--- Raw data Enclosed Below ---

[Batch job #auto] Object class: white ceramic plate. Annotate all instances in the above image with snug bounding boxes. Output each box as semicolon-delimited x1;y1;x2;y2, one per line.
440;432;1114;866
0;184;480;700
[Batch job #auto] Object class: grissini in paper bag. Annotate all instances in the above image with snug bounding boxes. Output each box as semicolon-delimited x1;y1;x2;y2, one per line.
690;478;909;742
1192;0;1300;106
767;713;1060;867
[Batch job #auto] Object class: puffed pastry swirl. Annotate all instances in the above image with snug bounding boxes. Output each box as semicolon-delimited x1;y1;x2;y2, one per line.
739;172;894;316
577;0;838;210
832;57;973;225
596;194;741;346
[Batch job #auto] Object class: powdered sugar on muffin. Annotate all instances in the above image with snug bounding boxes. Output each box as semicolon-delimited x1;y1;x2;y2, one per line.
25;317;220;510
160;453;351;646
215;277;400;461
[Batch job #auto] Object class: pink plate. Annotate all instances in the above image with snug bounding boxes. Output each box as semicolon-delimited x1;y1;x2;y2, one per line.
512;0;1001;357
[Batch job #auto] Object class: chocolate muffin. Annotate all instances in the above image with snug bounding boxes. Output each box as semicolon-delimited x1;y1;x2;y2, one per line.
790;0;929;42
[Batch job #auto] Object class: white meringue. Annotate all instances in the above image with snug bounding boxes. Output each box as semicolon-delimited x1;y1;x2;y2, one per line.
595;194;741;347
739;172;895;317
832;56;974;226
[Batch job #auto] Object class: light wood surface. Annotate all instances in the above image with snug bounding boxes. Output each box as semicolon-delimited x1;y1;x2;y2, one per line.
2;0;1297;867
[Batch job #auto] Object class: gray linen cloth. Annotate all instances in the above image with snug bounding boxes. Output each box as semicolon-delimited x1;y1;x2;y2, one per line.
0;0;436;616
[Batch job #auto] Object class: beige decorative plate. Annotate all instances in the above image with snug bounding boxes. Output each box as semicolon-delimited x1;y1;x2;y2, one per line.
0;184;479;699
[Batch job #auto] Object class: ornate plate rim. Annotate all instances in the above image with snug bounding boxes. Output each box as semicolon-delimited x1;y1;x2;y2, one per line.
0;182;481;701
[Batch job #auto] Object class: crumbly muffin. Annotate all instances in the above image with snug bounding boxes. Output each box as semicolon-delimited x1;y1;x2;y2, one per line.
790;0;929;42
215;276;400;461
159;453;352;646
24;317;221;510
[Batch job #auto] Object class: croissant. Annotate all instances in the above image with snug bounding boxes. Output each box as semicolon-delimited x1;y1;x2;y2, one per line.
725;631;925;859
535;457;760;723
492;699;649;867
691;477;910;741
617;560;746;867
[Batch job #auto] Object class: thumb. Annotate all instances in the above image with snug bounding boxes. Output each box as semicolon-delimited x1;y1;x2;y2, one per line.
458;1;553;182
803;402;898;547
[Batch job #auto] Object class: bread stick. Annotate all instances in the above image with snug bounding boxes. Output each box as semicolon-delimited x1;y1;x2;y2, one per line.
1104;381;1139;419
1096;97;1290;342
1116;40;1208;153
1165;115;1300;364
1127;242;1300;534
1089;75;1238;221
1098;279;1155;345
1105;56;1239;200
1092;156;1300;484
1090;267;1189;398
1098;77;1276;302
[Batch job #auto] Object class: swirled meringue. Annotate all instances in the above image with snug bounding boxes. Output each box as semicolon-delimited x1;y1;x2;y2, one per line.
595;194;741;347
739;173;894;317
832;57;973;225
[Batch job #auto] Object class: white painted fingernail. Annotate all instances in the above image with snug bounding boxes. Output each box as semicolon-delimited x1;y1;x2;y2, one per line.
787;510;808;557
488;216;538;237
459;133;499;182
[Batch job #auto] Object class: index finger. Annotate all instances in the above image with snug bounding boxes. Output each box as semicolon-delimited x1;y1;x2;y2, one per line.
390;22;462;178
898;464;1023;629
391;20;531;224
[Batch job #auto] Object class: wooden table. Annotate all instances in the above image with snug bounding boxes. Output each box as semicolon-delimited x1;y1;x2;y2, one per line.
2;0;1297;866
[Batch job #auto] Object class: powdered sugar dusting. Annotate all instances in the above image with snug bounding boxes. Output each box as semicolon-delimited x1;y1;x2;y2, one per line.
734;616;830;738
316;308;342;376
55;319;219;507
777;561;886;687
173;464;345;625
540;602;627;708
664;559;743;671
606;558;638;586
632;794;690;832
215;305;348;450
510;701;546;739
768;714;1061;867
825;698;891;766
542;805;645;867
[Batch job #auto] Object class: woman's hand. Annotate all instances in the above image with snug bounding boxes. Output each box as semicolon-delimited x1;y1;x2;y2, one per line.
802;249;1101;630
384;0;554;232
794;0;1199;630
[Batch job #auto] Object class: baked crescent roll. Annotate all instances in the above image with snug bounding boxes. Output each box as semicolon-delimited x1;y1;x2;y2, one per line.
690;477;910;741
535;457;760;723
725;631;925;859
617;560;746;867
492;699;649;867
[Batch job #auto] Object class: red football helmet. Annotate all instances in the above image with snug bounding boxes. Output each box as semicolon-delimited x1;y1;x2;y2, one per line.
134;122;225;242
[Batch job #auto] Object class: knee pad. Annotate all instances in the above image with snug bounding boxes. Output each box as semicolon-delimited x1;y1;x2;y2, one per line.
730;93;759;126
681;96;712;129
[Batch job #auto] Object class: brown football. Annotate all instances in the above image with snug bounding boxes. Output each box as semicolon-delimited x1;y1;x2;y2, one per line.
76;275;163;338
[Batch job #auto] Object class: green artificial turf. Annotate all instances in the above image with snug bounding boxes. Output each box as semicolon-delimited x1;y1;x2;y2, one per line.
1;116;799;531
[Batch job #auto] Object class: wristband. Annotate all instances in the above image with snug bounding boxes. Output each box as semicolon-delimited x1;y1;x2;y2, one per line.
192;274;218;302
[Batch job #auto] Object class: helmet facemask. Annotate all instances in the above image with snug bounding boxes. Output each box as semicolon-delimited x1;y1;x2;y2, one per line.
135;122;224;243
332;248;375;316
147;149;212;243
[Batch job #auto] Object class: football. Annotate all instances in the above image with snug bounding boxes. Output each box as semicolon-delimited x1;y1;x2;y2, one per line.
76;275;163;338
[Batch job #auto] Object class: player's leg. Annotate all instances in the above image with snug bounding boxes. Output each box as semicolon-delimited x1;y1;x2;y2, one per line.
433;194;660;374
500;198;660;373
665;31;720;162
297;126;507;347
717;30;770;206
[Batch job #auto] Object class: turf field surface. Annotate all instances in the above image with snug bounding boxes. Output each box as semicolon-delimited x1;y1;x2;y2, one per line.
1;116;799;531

--- End of Enclosed Raw data ---

→ What you should do: This exercise requires the entries above to be restated exactly.

→ Problem solution:
[Batch job #auto] Object class: white ceramic plate. Annotate all instances in the above image with snug bounding boxes. Output each box as semicolon-delimited x1;y1;x2;y2, one per line.
440;432;1114;866
0;184;480;700
[Batch job #auto] Object class: grissini in paper bag. Annotate all instances in the above image with snug bounding boxes. Output each box as semicolon-delimited x1;y1;x2;y2, one per line.
690;478;909;742
1192;0;1300;106
767;713;1060;867
[Batch job #auto] Object class: puffed pastry swirl. Annotate all instances in the above image with snug bounding boxes. Output each box as semicolon-delimited x1;y1;x2;y2, one per line.
739;172;894;316
577;0;838;210
832;57;973;225
596;194;741;346
[Batch job #auto] Object class: powdered sugar on muffin. Annotate all instances in the above image with snug bounding boxes. Output each box as semicolon-delimited x1;y1;x2;y2, one per line.
25;317;220;510
160;453;351;646
215;277;400;461
[Batch job #auto] Object class: pink plate. Annotate all instances in the above image with snug bounding boxes. Output each box as semicolon-delimited x1;y1;x2;y2, one per line.
512;0;1001;357
[Batch job #auto] Object class: chocolate muffin. Annotate all instances in the above image with snug bounding boxes. Output each box as semicolon-delimited x1;y1;x2;y2, one per line.
790;0;929;42
[Batch job #auto] Object class: white meringue. Annotate all instances in the above image with snug bounding boxes. Output each box as semicolon-delimited x1;y1;x2;y2, one per line.
595;194;741;347
739;172;895;317
832;56;974;226
[Batch job #auto] Object class: light wood surface. Annotate all instances in the above image with snug bounding boxes. Output each box as semicolon-delimited x1;y1;x2;y2, one per line.
2;0;1297;867
[Batch job #auto] Object class: gray linen cloth. Annotate all instances in the above image with snug bounding boxes. Output each box as semicolon-delimited x1;y1;x2;y2, one per line.
0;0;436;616
[Batch job #auto] Object class: beige decorative plate. Annotate all instances in the above image with snug bounding boxes. Output each box as semicolon-delimited x1;y1;x2;y2, one per line.
0;184;479;699
[Batch job #auto] Object class: ornate plate rim. Annotate all instances in the above image with snug bounding boxes. Output each box as semicolon-delimited x1;y1;x2;y2, one per line.
0;182;481;701
[Batch job #auto] Object class: crumbly muffin. Annotate all instances in the above image with snug bounding boxes. Output each box as semicolon-delimited x1;y1;x2;y2, one per line.
790;0;929;42
215;276;400;461
159;453;352;646
24;317;221;510
[Batch job #auto] Object class: croissant. Annotate all instances in the above image with snug bounding boxes. Output each box as semicolon-delimited x1;y1;x2;y2, one per line.
725;631;925;859
535;457;760;723
492;699;649;867
691;477;910;741
617;560;746;867
[Batch job #auto] Object class: thumb. Annotate all instances in the above image with snug bounding boxes. Output each box as semicolon-delimited x1;y1;x2;y2, one per line.
458;1;553;182
803;402;898;547
[Batch job #auto] Object class: bread stick. Annotate all instances in the above image with snug bounding boxes. Output each box as semicolon-delimited x1;y1;x2;y2, one per line.
1104;381;1139;419
1096;97;1290;342
1116;40;1208;153
1165;115;1300;364
1127;242;1300;534
1089;75;1238;221
1098;279;1155;345
1105;56;1239;200
1092;156;1300;484
1090;267;1189;398
1098;77;1276;302
[Batch job #auto] Object class: swirled meringue. Annotate all instances in the above image with snug bounding boxes. Output each box as semicolon-delimited x1;y1;x2;y2, one per line.
595;194;741;347
739;173;894;317
832;57;973;225
[Batch job #auto] Object class: white painted fingernail. Annotate all instances in the above image with snug bounding boxes. Output each box as semicolon-delimited x1;y1;x2;y2, one per line.
787;510;808;557
488;216;538;237
459;133;499;182
[Batch job #auto] Object class: index finger. Annotate all instances in the above image with snug bounding boxes. Output each box as semicolon-delimited x1;y1;x2;y2, one per line.
390;22;462;178
898;464;1023;629
391;20;531;224
[Batch job #auto] Object class: wooden table. Annotate all instances in the above image with snug bounding boxes. Output each box as semicolon-delimited x1;y1;x2;y2, one per line.
2;0;1297;866
[Batch job #auto] Object class: powdered sugar dusting. Annotate all instances in the above image with snug bounding boxes. Output each box as semicolon-delimited x1;y1;x2;y2, one per line.
734;616;830;738
316;308;342;376
55;319;219;507
777;561;886;687
173;464;345;625
540;602;627;708
664;559;743;671
606;558;638;586
632;794;690;832
215;305;348;450
510;701;546;739
768;714;1061;867
825;698;891;766
542;805;645;867
[Batch job #auto] Object class: woman's hand. Annotate all instances in the above image with snug bounding boxes. Output each box as semicolon-delimited x1;y1;x2;y2, one per line.
802;249;1101;630
384;0;554;232
794;0;1199;630
[Batch job #auto] Object class: baked crescent roll. Annotate all instances in the above image with snug bounding boxes. Output each box as semicolon-delimited x1;y1;x2;y2, one per line.
690;477;910;741
535;457;760;723
725;631;925;859
617;560;746;867
492;699;649;867
[Batch job #auto] Object class: red football helmet. Annotate all instances in the above image with snug bounding boxes. Output each box as semicolon-delimited x1;y1;x2;y2, one per line.
134;122;225;242
[Batch job #auto] Object class: knee pad. Annotate all instances in the above image with snug bounding boxes. Output each box as semicolon-delimited x1;y1;x2;y2, one per line.
730;93;759;126
681;96;712;129
[Batch job #auto] Object class: brown football. Annotate all instances in the above image with snug bounding boxes. Output each box as semicolon-delimited x1;y1;x2;y2, one per line.
76;275;163;338
[Batch job #auto] Object class: green artificial turf. Annotate all instances in the above image with snug bounding boxes. Output each box as semicolon-delimited x1;y1;x2;y2, one per line.
1;116;799;531
[Batch job #auto] Object class: wristband. Annotate all instances in the above image with snug bounding boxes. Output each box as semicolon-delimited x1;y1;x2;y2, one per line.
192;274;218;302
[Batch job #auto] Object class: helmet facemask. Annotate all instances in the above image with snug bounding boxes. Output each box as semicolon-delimited x1;y1;x2;y2, one per line.
135;122;224;243
332;248;375;316
147;149;212;243
[Batch job #auto] Object class: football. Annotate all instances in the above image with snug bounding boxes. Output each box as semicolon-delimited x1;y1;x2;y2, one per line.
76;275;163;338
[Batch job #auto] Object class: player's leg. Annotate all instances in the above image with snug bounding boxes. Output each box as semicolon-delimited x1;y1;x2;y2, one per line.
433;194;660;374
500;198;660;373
665;31;720;162
297;126;507;347
717;30;770;206
[Batch job #auto] Object class: turf field surface. Annotate all instances in the above image with snug bounding boxes. Output each box as semicolon-delimited x1;y1;x2;y2, one per line.
1;116;799;531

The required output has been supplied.